# PROVIDED MATERIAL start

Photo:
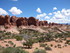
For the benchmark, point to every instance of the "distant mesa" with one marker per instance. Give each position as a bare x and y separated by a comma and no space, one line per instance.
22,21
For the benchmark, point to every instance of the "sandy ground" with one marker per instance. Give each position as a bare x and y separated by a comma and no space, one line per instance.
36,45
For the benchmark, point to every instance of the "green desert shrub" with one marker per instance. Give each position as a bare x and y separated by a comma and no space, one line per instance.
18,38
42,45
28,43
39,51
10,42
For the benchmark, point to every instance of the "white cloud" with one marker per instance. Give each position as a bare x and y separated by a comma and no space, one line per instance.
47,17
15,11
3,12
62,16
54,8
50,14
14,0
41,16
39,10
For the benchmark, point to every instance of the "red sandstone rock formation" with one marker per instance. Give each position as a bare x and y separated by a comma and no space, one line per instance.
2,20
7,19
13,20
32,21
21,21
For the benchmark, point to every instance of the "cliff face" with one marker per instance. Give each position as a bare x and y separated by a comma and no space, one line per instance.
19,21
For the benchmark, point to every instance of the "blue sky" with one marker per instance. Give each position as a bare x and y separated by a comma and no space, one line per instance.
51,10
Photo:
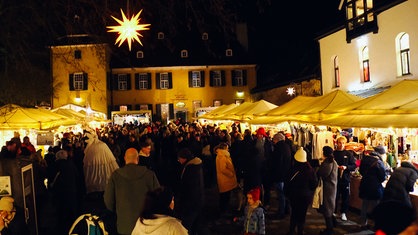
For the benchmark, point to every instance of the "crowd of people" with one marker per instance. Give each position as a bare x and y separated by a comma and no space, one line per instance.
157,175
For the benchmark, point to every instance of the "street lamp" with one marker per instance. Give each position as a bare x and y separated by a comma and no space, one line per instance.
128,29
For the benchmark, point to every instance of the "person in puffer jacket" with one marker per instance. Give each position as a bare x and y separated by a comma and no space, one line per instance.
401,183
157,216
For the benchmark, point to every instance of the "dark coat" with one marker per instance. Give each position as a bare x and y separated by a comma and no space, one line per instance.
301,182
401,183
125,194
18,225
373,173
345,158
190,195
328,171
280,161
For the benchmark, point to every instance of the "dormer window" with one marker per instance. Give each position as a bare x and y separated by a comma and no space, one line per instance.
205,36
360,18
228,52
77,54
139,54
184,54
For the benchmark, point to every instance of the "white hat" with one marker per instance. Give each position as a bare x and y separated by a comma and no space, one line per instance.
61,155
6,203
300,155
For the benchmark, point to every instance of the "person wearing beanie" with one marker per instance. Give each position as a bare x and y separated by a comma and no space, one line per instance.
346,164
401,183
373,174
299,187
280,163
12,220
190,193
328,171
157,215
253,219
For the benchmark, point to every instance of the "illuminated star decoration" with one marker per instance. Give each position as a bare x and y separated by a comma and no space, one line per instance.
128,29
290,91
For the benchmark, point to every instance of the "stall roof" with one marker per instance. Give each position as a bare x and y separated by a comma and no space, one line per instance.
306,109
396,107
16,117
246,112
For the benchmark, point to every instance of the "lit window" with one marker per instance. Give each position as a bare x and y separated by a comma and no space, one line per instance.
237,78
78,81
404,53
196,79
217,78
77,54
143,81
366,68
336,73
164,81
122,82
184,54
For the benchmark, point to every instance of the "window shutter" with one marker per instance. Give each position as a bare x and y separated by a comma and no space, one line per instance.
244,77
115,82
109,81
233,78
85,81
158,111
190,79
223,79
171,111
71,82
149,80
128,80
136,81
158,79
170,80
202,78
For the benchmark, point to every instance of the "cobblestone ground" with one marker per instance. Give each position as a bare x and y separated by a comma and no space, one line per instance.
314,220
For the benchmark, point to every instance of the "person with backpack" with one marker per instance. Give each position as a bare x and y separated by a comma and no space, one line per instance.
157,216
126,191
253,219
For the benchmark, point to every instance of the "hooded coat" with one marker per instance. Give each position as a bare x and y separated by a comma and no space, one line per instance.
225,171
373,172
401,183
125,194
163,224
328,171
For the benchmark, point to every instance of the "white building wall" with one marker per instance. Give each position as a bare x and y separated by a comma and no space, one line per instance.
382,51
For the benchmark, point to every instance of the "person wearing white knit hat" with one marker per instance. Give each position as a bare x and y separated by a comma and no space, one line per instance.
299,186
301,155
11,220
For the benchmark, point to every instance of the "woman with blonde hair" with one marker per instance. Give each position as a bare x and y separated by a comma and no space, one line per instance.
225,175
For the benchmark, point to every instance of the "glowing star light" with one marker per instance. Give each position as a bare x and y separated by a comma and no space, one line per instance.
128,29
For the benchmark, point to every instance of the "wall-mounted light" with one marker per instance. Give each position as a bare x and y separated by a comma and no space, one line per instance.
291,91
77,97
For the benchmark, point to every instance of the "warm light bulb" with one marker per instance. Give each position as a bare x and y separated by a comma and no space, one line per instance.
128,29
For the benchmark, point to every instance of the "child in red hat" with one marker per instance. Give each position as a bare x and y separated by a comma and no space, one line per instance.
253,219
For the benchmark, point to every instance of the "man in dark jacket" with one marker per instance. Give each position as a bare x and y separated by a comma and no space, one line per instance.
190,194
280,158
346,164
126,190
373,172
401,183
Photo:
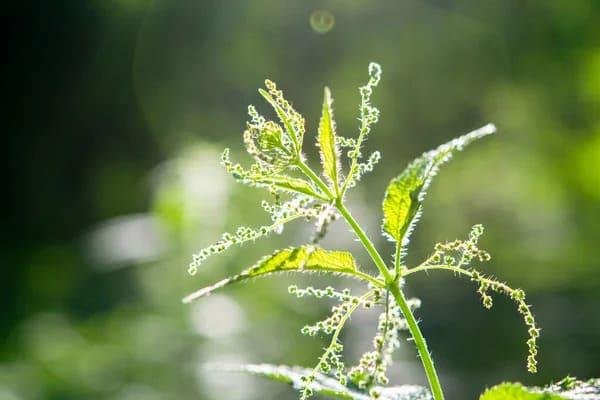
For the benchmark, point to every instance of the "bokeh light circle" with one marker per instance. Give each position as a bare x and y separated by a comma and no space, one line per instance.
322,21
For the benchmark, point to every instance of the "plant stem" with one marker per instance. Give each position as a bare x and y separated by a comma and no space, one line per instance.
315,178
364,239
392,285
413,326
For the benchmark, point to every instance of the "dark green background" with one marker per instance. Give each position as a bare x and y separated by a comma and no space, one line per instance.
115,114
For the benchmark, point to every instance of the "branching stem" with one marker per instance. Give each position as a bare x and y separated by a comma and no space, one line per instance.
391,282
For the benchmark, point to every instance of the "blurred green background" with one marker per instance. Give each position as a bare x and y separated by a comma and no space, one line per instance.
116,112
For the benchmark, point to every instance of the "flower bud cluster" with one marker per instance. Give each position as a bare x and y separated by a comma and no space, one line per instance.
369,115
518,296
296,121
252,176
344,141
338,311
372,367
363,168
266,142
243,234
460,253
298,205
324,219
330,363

# PROVIDED MATERIAL end

> _WRITTEN TASK_: Using the material above, retype each entry exactly and omit the pictures.

> _RIGHT ANSWER_:
Photo:
For the benchmark, point to every instance of the "distant mesa" with one marker per instance. Give each position as a bare x and y separated by a comma and no space, one line per instance.
22,21
For the benchmark, point to every instance of the "sandy ground" with one marker per instance. Give each position as a bare x and y separated by a comma and no space, one line per instance.
36,45
For the benchmark, point to every instance of the "green desert shrub" with one marker per instance. Give each position as a bare x and y separated by a comma and no space, one line per instance.
18,38
42,45
28,43
39,51
10,42
For the benchmark, point to every instance of the "white cloud" with one marker per instance. Give each position as a bare x and y separated by a comma and no space, one line per instance.
47,17
15,11
3,12
62,16
54,8
50,14
14,0
41,16
39,10
For the benchmark, point to every instance of the "red sandstone rock formation" with one marker per instance. Give each position as a bare x and y separated by a comma and no space, one line per instance.
2,20
7,19
13,20
32,21
21,21
For the benchmark, point to every instance of the "cliff face" with one marker per instance. Give each position as a bare x and y separated by a comma and no space, one line per instance.
19,21
For the benchmark, point to every instance of the "blue sky" with one marker per instance. Give each position as a bare x and y separated by a comma and no space, one line per instance.
51,10
Photo:
For the benchmark, point to every instance of the "crowd of people" with one marker per instance. Give each position as a bare x and y separated by a comma and no space, one line per instance.
157,175
For the benchmark, point to every instance of the "street lamp" with one marker per instance. Give each position as a bare x and y separated by a comma and no space, one line per instance.
128,29
For the benchmark, point to every instance of the "person in puffer jacket" with one marker per instance. Give each position as a bare x and y separated by a comma and no space, one line per instance.
401,183
157,216
For the benchmark, point to every instance of the "dark coat" with one marker per instance. Give each position as a bare x and y separated by a comma and no space, one line per instance.
301,182
401,183
125,194
18,225
373,173
345,158
190,195
328,171
280,161
For the benchmark, point to every instance of the "dormer window" with one marker per instance. Give each position as a bare x and y separated by a comma and no space, one line per instance.
205,36
360,18
228,52
77,54
139,54
184,54
For the benchmark, point to every instance of the "white hat" with one marker per instance. Give each position as a bare x and y separated by a comma and no space, one line per instance.
61,155
6,203
300,155
For the benchmark, point to every instance of the "person wearing beanie" with one marker per instance. Give each position as a bare x and y separated by a comma and no space, one line per instance.
346,164
401,183
373,174
299,187
280,163
12,220
190,193
328,171
157,215
253,219
For the benchmark, point to every instance of the "illuminated star decoration" with one marker per instance. Give each position as a bare x and y separated by a comma and no space, one line per instance.
128,29
290,91
For the benchmark, point to every instance of the "stall roof" with one marker per instance. Give each position as a bare x and y separated by a comma and no space, one line per instance.
306,109
396,107
16,117
246,112
For the benchmark, point to every instance of the "lit window" with one marker per instance. Give each position as a bare x and y separated by a comma and no space, one line per instance.
237,78
78,81
404,53
196,79
217,78
77,54
143,81
366,68
336,73
164,81
122,82
184,54
For the benchmark, point to every instance of the "window shutter" with one marker per instance. Give each position as a bare x and y separated by a comma and no space, one line per instance.
244,77
115,82
109,81
233,78
85,81
158,111
190,79
223,79
171,111
71,82
149,80
128,80
136,81
158,79
170,80
202,78
For the benchmark, point to every instance of the "cobblestone ground" with one marker per instance. Give each position as a bare x and y separated by a comma and no space, one line per instance.
314,220
For the benchmark, point to every instance of the "person with backpack" with one marker per instance. Give each position as a bare x and y separated by a comma and no space, one line per instance.
157,216
126,191
253,219
For the benchmark, point to every instance of the "hooded coat" with one marker per instance. Give each position as a bare x and y separated by a comma and no space, one line per instance.
225,171
373,172
401,183
125,194
163,224
328,171
For the benchmark, point to every instance of the "white building wall" with one marker per instance. Give each position as a bare x and y separated by a comma and no space, one line per instance.
382,51
For the benchmark, point to every instance of the "person wearing white knit hat" with one marker per instance. Give each position as a bare x and y separated by a comma and no space, one line per instance.
299,186
301,155
11,220
For the benchmark, point to every instance of the "woman with blonde hair" with one marker per instance. Give each position as a bare x and y separated by a comma and no space, one line per instance.
225,175
For the benchmark, point to every instance of the "glowing star light" with one marker per instance. Give each position as a bare x and y separated by a comma and no space, one line per instance.
128,29
For the benchmark, point to every instance of the "wall-mounted light" with one marker per instance. Give each position as a bare x and y separated by a comma and no space, one line per instance.
291,91
77,97
For the benchmark, point to every instance of the "warm light bulb" with one marker per instance. Give each position as a bare x and y separated by a comma and no space, one line per instance.
128,29
For the benchmark, point to every instance of the "child in red hat" with one marker per instance. Give each position as a bare x and y separated by a comma and no space, one line per instance.
253,219
For the benchmark, point to every instance of the "man in dark jacket" with one marker per instance. Give each position as a bare x and y separated by a comma and no space, one line per instance.
190,194
280,158
346,164
126,190
373,172
401,183
Photo:
For the benchmark, point to every instance of the "bokeh light circle" with one marker per instance. Give each position as a bare x and y separated by a comma and no space, one line per instance.
322,21
For the benchmark, point to every instance of the "plant stem" with one marker per instance. Give each position as a bare x and y separated by a comma and no space, one line per instance.
315,178
364,239
392,285
413,326
For the benchmark, point to every instance of the "dark green background" with one marker per instance. Give each position as a bare x and y separated by a comma and no space, one line per instance.
115,114
For the benchmark, point to every instance of the "branching stem" with one marker per instance. Give each position as a bare x and y separated by a comma and no space, one line per instance.
391,282
For the benchmark, point to every instance of the "blurred green background" with one marker per instance. Give each position as a bare x and y separated by a comma and no space, one line per instance.
116,112
For the benchmark, point to every instance of the "flower bud cluster" with one marker per instance. Give each position as a bare x and y separated by a comma and no space, one line per instance.
369,115
518,296
296,121
252,176
344,141
338,311
372,367
363,168
266,142
243,234
460,253
298,205
324,219
330,363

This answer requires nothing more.